**Exercise description**: Because the material must be preserved as it stands, copy every line exactly.

**Given records**:
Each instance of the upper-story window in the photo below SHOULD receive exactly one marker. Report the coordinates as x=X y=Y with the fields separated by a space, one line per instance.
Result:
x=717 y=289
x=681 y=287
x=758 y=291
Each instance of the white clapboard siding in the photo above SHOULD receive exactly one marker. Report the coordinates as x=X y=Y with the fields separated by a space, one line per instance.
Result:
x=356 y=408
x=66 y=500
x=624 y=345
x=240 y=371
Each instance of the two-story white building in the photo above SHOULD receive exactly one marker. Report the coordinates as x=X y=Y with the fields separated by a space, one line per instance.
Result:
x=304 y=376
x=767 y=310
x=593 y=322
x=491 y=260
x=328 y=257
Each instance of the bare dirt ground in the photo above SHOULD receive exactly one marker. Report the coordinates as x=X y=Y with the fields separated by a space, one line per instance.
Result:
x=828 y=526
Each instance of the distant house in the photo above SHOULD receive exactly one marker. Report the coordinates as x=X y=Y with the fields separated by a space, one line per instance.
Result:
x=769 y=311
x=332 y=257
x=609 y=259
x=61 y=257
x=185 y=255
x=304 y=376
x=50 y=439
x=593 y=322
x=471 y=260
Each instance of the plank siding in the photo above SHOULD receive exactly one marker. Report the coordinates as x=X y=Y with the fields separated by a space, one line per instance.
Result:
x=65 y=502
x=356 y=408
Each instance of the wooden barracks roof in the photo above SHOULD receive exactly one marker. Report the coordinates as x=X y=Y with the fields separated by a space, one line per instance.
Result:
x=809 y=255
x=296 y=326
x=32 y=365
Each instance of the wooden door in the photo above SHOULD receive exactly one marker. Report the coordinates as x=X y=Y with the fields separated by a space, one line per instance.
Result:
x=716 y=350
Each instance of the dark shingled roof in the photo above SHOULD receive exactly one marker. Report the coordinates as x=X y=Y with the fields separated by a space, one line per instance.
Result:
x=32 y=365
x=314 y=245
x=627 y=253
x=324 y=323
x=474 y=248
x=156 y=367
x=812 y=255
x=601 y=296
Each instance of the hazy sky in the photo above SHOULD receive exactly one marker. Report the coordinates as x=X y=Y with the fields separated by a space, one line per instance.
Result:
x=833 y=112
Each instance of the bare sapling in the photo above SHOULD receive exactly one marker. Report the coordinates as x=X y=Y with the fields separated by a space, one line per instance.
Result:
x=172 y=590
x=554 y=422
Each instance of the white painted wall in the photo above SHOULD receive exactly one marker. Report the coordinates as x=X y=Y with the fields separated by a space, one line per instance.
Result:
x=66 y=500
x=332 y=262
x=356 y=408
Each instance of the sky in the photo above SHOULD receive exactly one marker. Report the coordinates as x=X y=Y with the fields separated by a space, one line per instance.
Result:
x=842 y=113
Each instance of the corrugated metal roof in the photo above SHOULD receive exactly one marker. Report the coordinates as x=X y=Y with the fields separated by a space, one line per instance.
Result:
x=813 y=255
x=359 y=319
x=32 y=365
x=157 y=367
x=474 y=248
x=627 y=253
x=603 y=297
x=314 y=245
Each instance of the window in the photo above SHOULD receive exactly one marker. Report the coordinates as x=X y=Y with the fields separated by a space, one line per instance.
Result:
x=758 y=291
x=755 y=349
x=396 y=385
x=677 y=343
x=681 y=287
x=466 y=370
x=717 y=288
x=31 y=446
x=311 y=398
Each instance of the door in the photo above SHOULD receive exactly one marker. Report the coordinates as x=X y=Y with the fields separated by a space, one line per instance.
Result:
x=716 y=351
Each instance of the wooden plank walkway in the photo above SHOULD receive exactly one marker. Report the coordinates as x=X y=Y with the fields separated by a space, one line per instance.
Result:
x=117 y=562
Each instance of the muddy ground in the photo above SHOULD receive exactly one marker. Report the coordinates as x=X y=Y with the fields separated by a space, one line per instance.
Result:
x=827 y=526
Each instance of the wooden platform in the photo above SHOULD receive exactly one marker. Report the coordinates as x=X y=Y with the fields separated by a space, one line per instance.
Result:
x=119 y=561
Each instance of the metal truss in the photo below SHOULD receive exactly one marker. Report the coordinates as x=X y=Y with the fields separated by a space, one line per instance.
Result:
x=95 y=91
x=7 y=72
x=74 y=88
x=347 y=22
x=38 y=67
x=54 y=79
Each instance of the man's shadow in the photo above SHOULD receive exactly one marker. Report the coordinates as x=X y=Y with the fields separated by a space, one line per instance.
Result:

**Result below**:
Each instance of the upper-story window in the photo below SHOULD receive exactly one marker. Report the coordinates as x=X y=Y with the fields separated by a space, one line per instance.
Result:
x=717 y=289
x=681 y=287
x=758 y=291
Each instance of the white clapboard siding in the photo above SHOULD receive exactly one marker. Report the coordinates as x=X y=Y with the fields separated by a space, one line per instance.
Result:
x=356 y=408
x=66 y=500
x=624 y=345
x=240 y=371
Each instance of the two-story white building in the photo above SHOULD receive exactly one marker. Report the coordinates as x=X y=Y with the fields separated by a space, one line per instance.
Result:
x=304 y=376
x=767 y=310
x=593 y=322
x=491 y=260
x=328 y=257
Each instance of the bare dirt ground in the photo above SHOULD receive exactly one marker. Report the coordinates as x=X y=Y with the fields separated by a space, one line per instance.
Result:
x=828 y=526
Each instance of the distant house in the photo above SHOULD receive exactly one marker. Report the coordinates as x=X y=Y with the fields separated by a space, one line per instance.
Result:
x=769 y=311
x=332 y=257
x=609 y=259
x=61 y=257
x=185 y=255
x=304 y=376
x=50 y=439
x=593 y=322
x=471 y=260
Each instance of the plank siding in the photo above SHOULD receive exactly one marker. Report the coordinates as x=X y=Y with the fields separated by a space, one line per instance.
Result:
x=65 y=502
x=356 y=408
Each instance of the wooden barracks roof in the photo above SHOULD receive exactly one marker. Report the coordinates as x=X y=Y with the fields separated by a space, one line per instance.
Result:
x=809 y=255
x=296 y=326
x=32 y=365
Each instance of the wooden door in the photo above SHOULD receive exactly one marker. Report the coordinates as x=X y=Y with the fields separated by a space, one line per instance.
Result:
x=716 y=350
Each instance of the dark shingled roof in the photo above SHOULD receive exactly one marker. Report the coordinates as x=X y=Y with the fields separated by a space, one line per instance.
Result:
x=32 y=365
x=314 y=245
x=627 y=253
x=324 y=323
x=474 y=248
x=156 y=367
x=812 y=255
x=601 y=296
Each instance of the hazy sky in the photo above SHOULD receive exactly one marker. Report the coordinates as x=X y=Y with the fields separated by a space, one line per instance.
Result:
x=833 y=112
Each instance of the bare sapling in the photo above SHOULD receive exactly one marker. Report the coordinates as x=X y=Y with the fields separated by a space, one line per instance.
Result:
x=172 y=590
x=554 y=422
Each instance of the white painted wall in the photo above SHOULD receive exactly one marker. Report the coordinates as x=X y=Y with the fields separated by a space, one line per instance.
Result:
x=66 y=500
x=332 y=262
x=356 y=408
Each instance of the sky in the photo above SHOULD receive exactly one marker. Report the coordinates as x=X y=Y with the fields separated by a space, one line per instance.
Result:
x=842 y=113
Each instance of the corrugated metal roof in the photo above SHOULD receive exactly one marker. Report the coordinates as x=X y=Y with the fields separated by a space, one line per instance.
Result:
x=813 y=255
x=359 y=319
x=32 y=365
x=157 y=367
x=474 y=248
x=627 y=253
x=603 y=297
x=314 y=245
Each instance of the window in the photo above SHOULD receive exactly one marker. Report the coordinates as x=X y=Y with the fields separated by a space, one line per instance.
Result:
x=758 y=291
x=755 y=349
x=396 y=385
x=677 y=343
x=681 y=287
x=466 y=370
x=717 y=288
x=31 y=446
x=311 y=398
Each instance of the door in the photo above SHOULD receive exactly one marker. Report the coordinates as x=X y=Y with the fields separated by a space, one line per instance.
Result:
x=716 y=351
Each instance of the wooden plank walkway in the photo above SHOULD receive exactly one marker. Report the coordinates as x=X y=Y with the fields separated by a space, one line per instance.
Result:
x=117 y=562
Each instance of the muddy ground in the photo above SHOULD receive exactly one marker. Report the coordinates as x=X y=Y with the fields separated by a space, one line per instance.
Result:
x=827 y=526
Each instance of the wooden platform in the photo above SHOULD receive exactly one marker. Report the coordinates as x=X y=Y with the fields separated by a space, one line per instance.
Result:
x=119 y=561
Each instance of the metal truss in the photo below SHOULD receive exactly one marker. Report the coordinates as x=X y=Y with the fields separated by a space, one line per instance.
Result:
x=95 y=91
x=7 y=72
x=74 y=88
x=347 y=22
x=38 y=67
x=54 y=79
Each instance of the man's shadow in the photo above SHOULD receive exactly one marker. Report the coordinates as x=X y=Y with the fields separated by a space, one line per instance.
Result:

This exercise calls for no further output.